== What to produce ==
Give back the material that follows, identical in every line.

== Supplied data ==
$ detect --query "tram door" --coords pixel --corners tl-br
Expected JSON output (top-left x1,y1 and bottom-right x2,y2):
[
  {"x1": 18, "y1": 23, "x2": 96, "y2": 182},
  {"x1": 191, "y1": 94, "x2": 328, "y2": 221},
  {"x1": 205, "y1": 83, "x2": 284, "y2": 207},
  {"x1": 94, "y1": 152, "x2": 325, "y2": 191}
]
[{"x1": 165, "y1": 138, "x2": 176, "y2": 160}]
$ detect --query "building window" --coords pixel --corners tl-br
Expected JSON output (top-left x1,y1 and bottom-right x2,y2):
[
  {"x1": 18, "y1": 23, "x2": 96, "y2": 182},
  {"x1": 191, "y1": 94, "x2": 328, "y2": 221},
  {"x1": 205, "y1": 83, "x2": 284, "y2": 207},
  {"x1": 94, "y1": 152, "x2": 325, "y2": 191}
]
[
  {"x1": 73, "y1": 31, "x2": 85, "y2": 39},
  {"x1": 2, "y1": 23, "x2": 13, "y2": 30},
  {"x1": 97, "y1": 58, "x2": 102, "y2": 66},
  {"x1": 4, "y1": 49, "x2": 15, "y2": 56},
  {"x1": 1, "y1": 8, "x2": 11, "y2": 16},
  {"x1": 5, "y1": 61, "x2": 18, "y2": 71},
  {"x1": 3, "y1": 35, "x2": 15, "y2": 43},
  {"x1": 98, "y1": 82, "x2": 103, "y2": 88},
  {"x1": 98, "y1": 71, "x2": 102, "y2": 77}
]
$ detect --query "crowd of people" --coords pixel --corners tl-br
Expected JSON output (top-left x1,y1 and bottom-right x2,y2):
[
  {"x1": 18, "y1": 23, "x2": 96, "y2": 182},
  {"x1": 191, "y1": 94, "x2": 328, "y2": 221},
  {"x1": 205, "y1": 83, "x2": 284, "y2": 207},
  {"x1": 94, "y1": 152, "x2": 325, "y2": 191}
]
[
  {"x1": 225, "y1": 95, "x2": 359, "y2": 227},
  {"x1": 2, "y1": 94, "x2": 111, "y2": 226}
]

== Solution to this exercise ==
$ detect --query "tram door" --coords pixel --corners tl-br
Expected JSON output (top-left x1,y1 and bottom-right x2,y2):
[
  {"x1": 18, "y1": 23, "x2": 96, "y2": 182},
  {"x1": 191, "y1": 94, "x2": 328, "y2": 221},
  {"x1": 205, "y1": 83, "x2": 284, "y2": 207},
  {"x1": 94, "y1": 152, "x2": 325, "y2": 191}
]
[{"x1": 165, "y1": 138, "x2": 176, "y2": 160}]
$ detect --query "building window" --coords pixel --corners tl-br
Expected JSON output (top-left x1,y1 and bottom-right x2,y2):
[
  {"x1": 18, "y1": 23, "x2": 96, "y2": 182},
  {"x1": 191, "y1": 94, "x2": 328, "y2": 221},
  {"x1": 205, "y1": 83, "x2": 284, "y2": 207},
  {"x1": 94, "y1": 152, "x2": 325, "y2": 191}
]
[
  {"x1": 73, "y1": 31, "x2": 85, "y2": 39},
  {"x1": 2, "y1": 23, "x2": 13, "y2": 30},
  {"x1": 97, "y1": 58, "x2": 102, "y2": 66},
  {"x1": 4, "y1": 49, "x2": 15, "y2": 56},
  {"x1": 1, "y1": 8, "x2": 11, "y2": 16},
  {"x1": 5, "y1": 61, "x2": 18, "y2": 71},
  {"x1": 3, "y1": 35, "x2": 15, "y2": 43},
  {"x1": 98, "y1": 82, "x2": 103, "y2": 88},
  {"x1": 98, "y1": 71, "x2": 102, "y2": 77}
]
$ detect --query "crowd of people" --coords pixel --corners tl-br
Expected JSON output (top-left x1,y1 and bottom-right x2,y2):
[
  {"x1": 18, "y1": 23, "x2": 96, "y2": 182},
  {"x1": 191, "y1": 94, "x2": 328, "y2": 221},
  {"x1": 205, "y1": 83, "x2": 284, "y2": 207},
  {"x1": 94, "y1": 152, "x2": 325, "y2": 191}
]
[
  {"x1": 225, "y1": 95, "x2": 359, "y2": 227},
  {"x1": 2, "y1": 94, "x2": 111, "y2": 226}
]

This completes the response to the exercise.